**Task instructions:**
Copy the records below line for line, without changing anything, and leave out the pictures.

**Data records:**
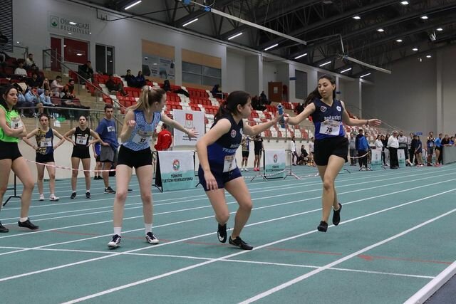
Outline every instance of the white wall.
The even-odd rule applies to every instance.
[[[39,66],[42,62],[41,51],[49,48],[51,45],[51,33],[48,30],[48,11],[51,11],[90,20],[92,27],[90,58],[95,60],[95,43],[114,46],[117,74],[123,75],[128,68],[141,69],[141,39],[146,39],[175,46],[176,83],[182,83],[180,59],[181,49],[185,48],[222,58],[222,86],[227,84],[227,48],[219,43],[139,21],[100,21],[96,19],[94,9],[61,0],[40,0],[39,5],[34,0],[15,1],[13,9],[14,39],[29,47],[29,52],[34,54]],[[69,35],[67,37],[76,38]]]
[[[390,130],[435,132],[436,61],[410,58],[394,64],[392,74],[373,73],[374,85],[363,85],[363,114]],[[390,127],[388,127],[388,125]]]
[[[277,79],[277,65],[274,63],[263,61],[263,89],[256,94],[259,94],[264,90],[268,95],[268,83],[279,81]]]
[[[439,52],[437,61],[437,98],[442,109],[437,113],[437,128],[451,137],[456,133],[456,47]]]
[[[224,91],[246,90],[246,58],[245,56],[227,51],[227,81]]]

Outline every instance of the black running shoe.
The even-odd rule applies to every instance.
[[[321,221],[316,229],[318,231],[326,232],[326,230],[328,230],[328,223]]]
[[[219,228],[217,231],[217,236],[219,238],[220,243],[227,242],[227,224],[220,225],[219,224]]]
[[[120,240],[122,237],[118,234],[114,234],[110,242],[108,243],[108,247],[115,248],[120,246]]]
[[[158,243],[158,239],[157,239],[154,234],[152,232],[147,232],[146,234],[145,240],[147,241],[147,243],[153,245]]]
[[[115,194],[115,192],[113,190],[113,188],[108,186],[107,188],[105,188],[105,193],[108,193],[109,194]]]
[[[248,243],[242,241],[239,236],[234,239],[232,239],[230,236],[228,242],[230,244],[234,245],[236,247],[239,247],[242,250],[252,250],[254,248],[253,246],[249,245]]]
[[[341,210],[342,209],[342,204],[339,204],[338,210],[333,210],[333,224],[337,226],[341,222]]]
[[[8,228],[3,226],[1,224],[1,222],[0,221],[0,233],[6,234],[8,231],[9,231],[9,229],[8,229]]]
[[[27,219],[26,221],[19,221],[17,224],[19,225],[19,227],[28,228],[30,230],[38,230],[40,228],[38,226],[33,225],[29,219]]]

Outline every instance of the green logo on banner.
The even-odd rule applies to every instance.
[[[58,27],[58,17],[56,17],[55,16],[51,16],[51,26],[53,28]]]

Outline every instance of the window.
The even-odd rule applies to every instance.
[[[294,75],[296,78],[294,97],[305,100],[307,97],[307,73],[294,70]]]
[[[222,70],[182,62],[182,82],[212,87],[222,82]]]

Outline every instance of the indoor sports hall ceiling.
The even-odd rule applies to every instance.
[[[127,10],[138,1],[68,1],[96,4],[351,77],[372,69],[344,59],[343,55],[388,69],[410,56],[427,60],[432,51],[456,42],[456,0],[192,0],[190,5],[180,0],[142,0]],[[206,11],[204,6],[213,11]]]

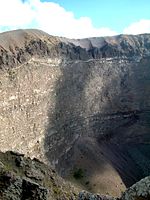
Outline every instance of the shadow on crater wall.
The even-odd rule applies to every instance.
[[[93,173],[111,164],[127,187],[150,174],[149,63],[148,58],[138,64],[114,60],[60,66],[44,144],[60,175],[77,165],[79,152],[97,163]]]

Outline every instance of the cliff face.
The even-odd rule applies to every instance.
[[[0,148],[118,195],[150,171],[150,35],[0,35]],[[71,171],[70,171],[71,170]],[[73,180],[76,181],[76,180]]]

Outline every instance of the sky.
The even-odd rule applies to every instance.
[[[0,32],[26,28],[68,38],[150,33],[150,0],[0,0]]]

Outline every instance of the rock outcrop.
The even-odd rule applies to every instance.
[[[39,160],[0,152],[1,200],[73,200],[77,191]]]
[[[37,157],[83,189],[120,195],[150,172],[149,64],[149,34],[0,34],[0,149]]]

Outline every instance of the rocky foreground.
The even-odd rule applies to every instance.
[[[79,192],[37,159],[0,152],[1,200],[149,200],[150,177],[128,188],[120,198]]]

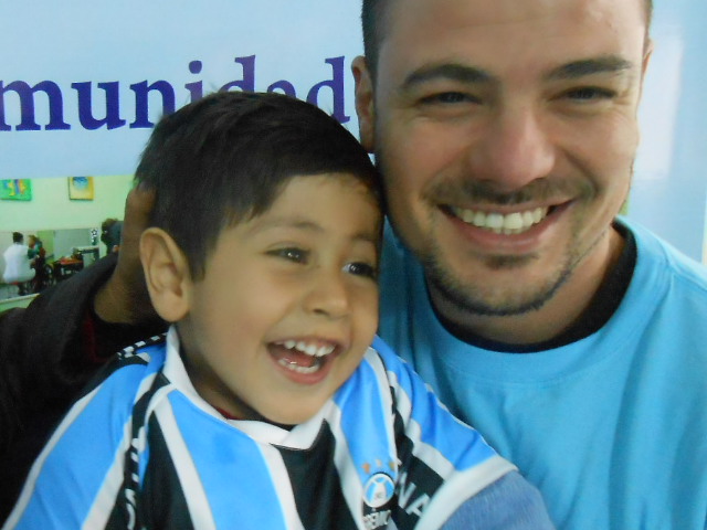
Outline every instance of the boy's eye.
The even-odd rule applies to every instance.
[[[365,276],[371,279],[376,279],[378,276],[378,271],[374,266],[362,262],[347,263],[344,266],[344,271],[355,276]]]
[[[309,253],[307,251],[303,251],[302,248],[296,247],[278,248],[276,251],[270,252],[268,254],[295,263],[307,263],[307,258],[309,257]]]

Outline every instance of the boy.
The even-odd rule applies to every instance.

**Response to this exercise:**
Outline every instance of the white wall.
The even-odd rule applies to every instance.
[[[39,66],[42,62],[41,51],[49,48],[51,45],[51,33],[48,30],[48,11],[51,11],[90,20],[92,27],[90,58],[95,60],[95,43],[114,46],[117,74],[123,75],[128,68],[141,69],[141,39],[146,39],[175,46],[176,83],[182,83],[180,59],[181,49],[185,48],[222,58],[222,86],[227,84],[227,48],[219,43],[139,21],[100,21],[96,19],[94,9],[61,0],[40,0],[39,5],[34,0],[15,1],[13,9],[14,39],[29,47],[29,52],[34,54]],[[69,35],[67,37],[76,38]]]
[[[390,130],[435,132],[436,61],[410,58],[394,64],[392,74],[373,73],[374,85],[363,85],[363,114]],[[390,127],[388,127],[388,125]]]
[[[277,79],[277,65],[274,63],[263,61],[263,89],[256,94],[259,94],[264,90],[268,95],[268,83],[279,81]]]
[[[439,52],[437,61],[437,98],[442,109],[437,113],[437,128],[451,137],[456,133],[456,47]]]
[[[224,91],[246,90],[246,58],[245,56],[227,51],[227,81]]]

Outline every instance of the black running shoe.
The even-odd rule applies to every instance.
[[[321,221],[316,229],[318,231],[326,232],[326,230],[328,230],[328,223]]]
[[[219,228],[217,231],[217,236],[219,238],[220,243],[227,242],[227,224],[220,225],[219,224]]]
[[[120,240],[122,237],[118,234],[114,234],[110,242],[108,243],[108,247],[115,248],[120,246]]]
[[[158,243],[158,239],[157,239],[154,234],[152,232],[147,232],[146,234],[145,240],[147,241],[147,243],[153,245]]]
[[[115,194],[115,192],[113,190],[113,188],[108,186],[107,188],[105,188],[105,193],[108,193],[109,194]]]
[[[248,243],[242,241],[239,236],[234,239],[232,239],[230,236],[228,242],[230,244],[234,245],[236,247],[239,247],[242,250],[252,250],[254,248],[253,246],[249,245]]]
[[[341,210],[342,209],[342,204],[339,204],[338,210],[333,210],[333,224],[337,226],[341,222]]]
[[[8,228],[3,226],[1,224],[1,222],[0,221],[0,233],[6,234],[8,231],[9,231],[9,229],[8,229]]]
[[[27,219],[26,221],[19,221],[17,224],[19,225],[19,227],[28,228],[30,230],[38,230],[40,228],[38,226],[33,225],[29,219]]]

Outline every instance of the green logo on banner.
The even-odd rule applies to every instance.
[[[58,27],[58,17],[56,17],[55,16],[51,16],[51,26],[53,28]]]

Outline every instance of the window.
The even-odd rule applies to every instance.
[[[294,75],[296,78],[294,97],[305,100],[307,97],[307,73],[294,70]]]
[[[222,70],[182,62],[182,82],[212,87],[222,82]]]

Outline every instance of the indoor sports hall ceiling.
The even-odd rule applies to every instance.
[[[127,10],[138,1],[68,1],[96,4],[351,77],[372,69],[344,59],[343,55],[388,69],[410,56],[427,60],[432,51],[456,42],[456,0],[192,0],[190,5],[180,0],[142,0]],[[206,11],[204,6],[213,11]]]

Outline every instance of the shadow on crater wall.
The even-odd rule applies to every instance.
[[[93,173],[111,164],[127,187],[150,174],[149,63],[148,58],[138,64],[114,60],[60,66],[44,144],[60,175],[77,165],[79,152],[97,163]]]

Outline every instance of the cliff face.
The even-odd rule applies to every instance.
[[[0,148],[118,195],[150,171],[150,35],[0,35]],[[71,171],[70,171],[71,170]],[[73,180],[76,181],[76,180]]]

Outline every instance of the sky.
The even-odd rule applies to every instance.
[[[0,32],[26,28],[68,38],[150,33],[150,0],[0,0]]]

Outline every instance of the rock outcrop.
The even-odd rule applies to every instance.
[[[39,160],[0,152],[1,200],[73,200],[77,191]]]
[[[37,157],[83,189],[120,195],[150,172],[149,64],[149,34],[0,34],[0,149]]]

Outline every instance of the rocky foreground.
The even-odd rule applies to every instance.
[[[79,192],[37,159],[0,152],[1,200],[149,200],[150,177],[128,188],[120,198]]]

Outline every instance of the boy's eye.
The even-odd rule applies to every instance.
[[[365,276],[371,279],[376,279],[378,276],[378,271],[374,266],[362,262],[347,263],[344,266],[344,271],[355,276]]]
[[[309,253],[307,251],[303,251],[302,248],[296,247],[278,248],[276,251],[270,252],[268,254],[295,263],[307,263],[307,258],[309,257]]]

Outline every instance of the boy.
The even-odd rule applies to every instance.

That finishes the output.